DADOS FORNECIDOS:
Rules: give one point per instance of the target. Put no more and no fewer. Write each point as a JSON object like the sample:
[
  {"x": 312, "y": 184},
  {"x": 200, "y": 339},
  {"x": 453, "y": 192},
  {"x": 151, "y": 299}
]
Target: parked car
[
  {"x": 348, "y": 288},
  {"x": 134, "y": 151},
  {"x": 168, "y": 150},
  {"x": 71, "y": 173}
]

INSTRUÇÕES E REQUISITOS:
Reescreva todas as linhas dos dados acima como uma lista numerada e deixe de fora as linhas em branco.

RESPOSTA ESCRITA:
1. Rules: give one point per instance of the target. Put no more and no fewer. Write each point as a JSON object like the sample:
2. [
3.   {"x": 312, "y": 184},
4.   {"x": 200, "y": 339},
5.   {"x": 453, "y": 192},
6.   {"x": 151, "y": 299}
7. ]
8. Target: parked car
9. [
10.   {"x": 348, "y": 288},
11.   {"x": 134, "y": 151},
12.   {"x": 168, "y": 150},
13.   {"x": 71, "y": 173}
14. ]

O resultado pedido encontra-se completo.